#### ABOUT THIS TASK
Scan the entries below and count the lines holding the string "green". Supply only the number.

+ + +

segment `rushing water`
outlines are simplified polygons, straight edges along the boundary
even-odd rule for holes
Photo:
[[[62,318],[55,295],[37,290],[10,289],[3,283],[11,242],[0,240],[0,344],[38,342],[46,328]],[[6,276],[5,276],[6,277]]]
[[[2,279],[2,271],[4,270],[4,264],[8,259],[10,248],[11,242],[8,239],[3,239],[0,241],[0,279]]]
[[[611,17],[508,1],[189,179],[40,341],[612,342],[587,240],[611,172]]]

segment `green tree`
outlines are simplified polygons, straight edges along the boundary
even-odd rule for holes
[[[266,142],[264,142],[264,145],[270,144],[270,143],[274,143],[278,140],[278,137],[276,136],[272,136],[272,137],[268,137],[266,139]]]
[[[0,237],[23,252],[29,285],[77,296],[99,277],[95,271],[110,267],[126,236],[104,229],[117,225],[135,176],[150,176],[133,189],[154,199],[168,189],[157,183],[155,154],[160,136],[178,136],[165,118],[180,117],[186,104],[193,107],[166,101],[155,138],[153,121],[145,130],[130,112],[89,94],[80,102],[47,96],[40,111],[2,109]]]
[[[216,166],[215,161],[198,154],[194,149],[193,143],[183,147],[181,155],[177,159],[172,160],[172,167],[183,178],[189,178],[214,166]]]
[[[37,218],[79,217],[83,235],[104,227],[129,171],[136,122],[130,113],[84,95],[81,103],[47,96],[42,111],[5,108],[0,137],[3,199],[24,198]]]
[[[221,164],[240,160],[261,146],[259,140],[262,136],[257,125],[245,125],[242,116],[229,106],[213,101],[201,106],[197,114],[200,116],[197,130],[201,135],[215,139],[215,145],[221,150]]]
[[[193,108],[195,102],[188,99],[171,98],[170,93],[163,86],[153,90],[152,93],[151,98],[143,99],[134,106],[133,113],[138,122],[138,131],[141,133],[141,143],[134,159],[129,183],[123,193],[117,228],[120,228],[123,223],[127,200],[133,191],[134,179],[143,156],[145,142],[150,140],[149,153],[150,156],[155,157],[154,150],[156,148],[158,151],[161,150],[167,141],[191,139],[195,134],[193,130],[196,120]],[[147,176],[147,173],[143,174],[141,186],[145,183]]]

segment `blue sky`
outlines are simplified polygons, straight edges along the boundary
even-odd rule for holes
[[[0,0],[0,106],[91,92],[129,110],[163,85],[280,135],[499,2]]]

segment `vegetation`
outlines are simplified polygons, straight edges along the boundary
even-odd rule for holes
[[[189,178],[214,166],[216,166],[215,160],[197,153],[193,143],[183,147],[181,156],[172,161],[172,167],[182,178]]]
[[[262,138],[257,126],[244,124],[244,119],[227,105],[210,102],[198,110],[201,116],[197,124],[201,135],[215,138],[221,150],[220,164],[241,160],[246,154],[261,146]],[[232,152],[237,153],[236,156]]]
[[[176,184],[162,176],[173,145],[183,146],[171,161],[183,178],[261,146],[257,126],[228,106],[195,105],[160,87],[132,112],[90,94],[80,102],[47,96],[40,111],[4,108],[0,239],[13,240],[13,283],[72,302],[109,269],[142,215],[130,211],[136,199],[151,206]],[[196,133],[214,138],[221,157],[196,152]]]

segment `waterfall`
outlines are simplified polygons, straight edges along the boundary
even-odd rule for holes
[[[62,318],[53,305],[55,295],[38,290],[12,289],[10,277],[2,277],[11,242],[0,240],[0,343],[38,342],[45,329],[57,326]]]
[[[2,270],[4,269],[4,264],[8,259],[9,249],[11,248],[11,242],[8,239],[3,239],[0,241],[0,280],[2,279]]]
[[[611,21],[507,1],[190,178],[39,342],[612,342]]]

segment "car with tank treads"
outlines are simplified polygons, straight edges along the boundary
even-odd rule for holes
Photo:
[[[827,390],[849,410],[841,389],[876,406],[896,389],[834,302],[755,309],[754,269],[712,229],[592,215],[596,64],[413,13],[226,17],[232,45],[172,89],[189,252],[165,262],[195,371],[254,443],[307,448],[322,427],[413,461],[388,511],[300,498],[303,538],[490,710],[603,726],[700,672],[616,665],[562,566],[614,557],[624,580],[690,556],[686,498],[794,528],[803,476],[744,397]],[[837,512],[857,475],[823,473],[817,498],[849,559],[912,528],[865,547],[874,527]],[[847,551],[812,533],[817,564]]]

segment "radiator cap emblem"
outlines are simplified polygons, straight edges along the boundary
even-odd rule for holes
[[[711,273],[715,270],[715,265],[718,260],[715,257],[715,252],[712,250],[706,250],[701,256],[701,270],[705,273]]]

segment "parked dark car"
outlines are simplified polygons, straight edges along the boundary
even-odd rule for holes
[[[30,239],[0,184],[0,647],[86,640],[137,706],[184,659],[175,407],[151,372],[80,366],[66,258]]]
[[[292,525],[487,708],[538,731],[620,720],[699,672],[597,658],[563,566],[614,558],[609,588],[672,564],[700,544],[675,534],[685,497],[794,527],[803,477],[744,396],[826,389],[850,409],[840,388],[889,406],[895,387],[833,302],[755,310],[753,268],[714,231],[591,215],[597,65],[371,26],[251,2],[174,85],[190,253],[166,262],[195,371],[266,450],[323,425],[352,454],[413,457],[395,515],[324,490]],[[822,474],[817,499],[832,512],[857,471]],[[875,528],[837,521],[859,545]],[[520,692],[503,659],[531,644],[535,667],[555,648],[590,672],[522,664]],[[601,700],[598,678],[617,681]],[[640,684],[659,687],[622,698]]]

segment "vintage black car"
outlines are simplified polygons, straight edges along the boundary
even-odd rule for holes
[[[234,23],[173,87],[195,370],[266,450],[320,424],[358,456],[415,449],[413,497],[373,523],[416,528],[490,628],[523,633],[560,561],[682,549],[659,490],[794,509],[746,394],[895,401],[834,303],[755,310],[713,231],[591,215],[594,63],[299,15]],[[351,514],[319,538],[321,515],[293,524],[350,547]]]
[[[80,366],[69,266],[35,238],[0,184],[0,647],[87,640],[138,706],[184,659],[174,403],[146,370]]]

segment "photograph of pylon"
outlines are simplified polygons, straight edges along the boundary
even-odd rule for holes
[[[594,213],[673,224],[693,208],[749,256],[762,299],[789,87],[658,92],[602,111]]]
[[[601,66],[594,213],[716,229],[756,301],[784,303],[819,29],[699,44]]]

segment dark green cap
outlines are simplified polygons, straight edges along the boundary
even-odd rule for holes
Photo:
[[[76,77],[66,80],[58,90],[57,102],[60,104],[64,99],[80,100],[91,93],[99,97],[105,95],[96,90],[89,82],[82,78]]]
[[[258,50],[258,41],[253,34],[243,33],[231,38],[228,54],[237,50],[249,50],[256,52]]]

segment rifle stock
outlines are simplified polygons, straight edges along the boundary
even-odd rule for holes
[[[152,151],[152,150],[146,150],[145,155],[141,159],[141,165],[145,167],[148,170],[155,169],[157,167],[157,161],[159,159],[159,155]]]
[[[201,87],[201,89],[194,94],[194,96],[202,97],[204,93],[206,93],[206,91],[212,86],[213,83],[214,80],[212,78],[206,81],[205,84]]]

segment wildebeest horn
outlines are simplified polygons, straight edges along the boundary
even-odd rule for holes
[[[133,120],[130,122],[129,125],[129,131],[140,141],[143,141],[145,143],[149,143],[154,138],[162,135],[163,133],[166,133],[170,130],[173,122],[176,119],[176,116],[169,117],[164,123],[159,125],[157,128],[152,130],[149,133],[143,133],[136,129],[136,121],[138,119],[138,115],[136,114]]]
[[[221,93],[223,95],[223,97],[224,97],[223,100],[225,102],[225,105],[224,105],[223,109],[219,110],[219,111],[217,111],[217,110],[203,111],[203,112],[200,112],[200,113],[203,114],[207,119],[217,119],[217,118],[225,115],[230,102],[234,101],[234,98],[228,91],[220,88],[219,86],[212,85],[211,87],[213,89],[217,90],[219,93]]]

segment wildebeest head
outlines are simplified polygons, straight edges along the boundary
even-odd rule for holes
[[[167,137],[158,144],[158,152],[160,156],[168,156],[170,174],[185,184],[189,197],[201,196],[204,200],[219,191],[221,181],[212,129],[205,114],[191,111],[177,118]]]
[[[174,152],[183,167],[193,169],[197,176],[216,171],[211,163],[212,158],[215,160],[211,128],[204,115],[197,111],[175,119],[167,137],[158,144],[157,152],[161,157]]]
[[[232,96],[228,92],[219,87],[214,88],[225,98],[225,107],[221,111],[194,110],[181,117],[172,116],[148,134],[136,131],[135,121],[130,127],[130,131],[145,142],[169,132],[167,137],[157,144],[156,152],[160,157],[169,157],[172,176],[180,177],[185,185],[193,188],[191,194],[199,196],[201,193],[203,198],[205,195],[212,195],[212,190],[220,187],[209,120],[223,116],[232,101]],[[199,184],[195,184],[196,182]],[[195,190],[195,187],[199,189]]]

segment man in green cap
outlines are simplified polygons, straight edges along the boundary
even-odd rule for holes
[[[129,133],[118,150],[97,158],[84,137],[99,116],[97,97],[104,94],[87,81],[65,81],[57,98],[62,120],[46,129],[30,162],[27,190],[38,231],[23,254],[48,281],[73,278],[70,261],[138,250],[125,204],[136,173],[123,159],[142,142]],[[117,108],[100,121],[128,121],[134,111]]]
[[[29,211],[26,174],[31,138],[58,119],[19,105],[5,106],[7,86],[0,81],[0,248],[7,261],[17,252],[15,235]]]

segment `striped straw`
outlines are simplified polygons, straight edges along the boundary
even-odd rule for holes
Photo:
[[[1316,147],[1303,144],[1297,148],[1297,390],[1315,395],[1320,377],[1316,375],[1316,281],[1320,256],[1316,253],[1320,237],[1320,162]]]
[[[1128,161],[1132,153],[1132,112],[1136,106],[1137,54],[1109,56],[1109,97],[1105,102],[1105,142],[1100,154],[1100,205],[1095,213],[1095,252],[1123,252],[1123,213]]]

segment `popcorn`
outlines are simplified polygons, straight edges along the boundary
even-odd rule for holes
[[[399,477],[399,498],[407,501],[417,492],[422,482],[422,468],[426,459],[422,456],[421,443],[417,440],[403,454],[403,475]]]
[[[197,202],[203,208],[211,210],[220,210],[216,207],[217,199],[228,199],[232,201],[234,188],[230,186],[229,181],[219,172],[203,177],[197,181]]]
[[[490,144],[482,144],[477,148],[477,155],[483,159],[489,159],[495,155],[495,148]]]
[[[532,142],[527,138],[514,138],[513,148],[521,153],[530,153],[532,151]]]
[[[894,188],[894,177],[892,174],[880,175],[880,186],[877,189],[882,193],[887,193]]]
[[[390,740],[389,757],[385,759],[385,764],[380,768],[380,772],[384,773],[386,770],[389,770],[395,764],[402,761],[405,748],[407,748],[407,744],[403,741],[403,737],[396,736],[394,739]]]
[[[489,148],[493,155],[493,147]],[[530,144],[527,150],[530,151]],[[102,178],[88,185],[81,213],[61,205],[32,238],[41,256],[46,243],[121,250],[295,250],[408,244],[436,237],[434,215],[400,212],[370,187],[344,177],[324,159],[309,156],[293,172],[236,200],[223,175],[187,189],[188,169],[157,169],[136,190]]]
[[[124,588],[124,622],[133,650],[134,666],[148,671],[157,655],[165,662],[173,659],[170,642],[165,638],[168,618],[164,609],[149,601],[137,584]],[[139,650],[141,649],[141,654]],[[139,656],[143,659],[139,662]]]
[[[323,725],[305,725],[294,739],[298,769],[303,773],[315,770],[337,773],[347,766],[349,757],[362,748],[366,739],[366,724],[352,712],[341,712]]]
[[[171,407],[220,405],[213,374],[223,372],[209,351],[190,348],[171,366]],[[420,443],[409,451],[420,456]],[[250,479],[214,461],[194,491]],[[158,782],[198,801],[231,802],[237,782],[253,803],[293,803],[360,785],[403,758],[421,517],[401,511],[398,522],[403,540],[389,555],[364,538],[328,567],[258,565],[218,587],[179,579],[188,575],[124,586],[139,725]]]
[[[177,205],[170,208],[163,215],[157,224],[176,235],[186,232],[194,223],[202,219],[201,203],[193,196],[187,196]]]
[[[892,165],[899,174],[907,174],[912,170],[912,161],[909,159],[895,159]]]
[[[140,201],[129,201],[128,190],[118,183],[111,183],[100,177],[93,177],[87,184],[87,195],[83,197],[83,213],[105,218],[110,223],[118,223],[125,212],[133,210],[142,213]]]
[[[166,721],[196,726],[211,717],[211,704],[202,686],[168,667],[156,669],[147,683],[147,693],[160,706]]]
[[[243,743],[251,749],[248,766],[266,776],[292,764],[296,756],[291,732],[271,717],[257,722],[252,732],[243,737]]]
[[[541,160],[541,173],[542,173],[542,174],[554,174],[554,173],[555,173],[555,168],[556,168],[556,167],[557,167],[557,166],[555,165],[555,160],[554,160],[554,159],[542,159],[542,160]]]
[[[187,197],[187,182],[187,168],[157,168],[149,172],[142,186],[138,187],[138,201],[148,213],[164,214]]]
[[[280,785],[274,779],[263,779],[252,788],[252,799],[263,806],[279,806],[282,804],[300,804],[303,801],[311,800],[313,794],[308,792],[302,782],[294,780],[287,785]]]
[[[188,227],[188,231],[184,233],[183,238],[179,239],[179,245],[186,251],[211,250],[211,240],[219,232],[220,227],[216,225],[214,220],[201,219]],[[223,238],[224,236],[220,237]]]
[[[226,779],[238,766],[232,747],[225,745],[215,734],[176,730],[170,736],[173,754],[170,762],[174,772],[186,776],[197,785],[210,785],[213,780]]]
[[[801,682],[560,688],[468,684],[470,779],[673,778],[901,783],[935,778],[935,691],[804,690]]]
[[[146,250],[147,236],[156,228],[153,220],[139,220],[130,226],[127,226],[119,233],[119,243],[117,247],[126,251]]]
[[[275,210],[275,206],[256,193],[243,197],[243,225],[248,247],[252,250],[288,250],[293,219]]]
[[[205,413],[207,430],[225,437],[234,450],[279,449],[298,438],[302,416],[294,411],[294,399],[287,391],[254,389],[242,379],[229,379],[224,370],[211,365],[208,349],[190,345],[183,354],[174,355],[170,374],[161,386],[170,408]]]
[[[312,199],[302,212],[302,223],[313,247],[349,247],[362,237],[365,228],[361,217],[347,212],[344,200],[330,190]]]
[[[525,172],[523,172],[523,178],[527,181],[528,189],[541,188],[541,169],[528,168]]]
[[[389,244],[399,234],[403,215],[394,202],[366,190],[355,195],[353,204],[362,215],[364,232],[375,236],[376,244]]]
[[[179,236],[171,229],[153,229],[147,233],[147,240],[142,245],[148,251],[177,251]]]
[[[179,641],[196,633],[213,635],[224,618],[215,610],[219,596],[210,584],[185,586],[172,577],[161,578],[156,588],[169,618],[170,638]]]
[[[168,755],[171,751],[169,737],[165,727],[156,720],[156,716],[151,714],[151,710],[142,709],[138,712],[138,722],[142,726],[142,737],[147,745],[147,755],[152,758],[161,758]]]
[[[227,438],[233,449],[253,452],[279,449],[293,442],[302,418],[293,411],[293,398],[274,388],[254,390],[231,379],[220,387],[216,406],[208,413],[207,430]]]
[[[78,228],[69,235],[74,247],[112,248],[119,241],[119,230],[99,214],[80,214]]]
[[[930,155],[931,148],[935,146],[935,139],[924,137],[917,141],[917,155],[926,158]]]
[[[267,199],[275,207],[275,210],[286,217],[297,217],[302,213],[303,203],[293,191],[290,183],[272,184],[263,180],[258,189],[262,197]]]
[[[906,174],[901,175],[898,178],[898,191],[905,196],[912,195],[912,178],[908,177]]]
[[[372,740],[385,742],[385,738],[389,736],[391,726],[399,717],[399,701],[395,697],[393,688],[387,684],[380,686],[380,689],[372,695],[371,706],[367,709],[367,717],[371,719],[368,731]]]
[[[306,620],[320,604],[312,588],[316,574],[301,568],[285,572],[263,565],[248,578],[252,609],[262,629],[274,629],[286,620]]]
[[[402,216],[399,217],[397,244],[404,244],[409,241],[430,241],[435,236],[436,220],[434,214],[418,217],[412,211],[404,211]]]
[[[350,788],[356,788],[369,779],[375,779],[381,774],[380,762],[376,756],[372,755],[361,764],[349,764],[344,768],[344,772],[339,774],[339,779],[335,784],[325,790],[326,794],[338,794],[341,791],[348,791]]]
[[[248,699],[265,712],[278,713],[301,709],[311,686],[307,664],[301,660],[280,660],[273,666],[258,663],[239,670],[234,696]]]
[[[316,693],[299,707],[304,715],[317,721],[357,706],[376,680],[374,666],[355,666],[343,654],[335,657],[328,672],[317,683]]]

+ + +

#### ANSWER BOX
3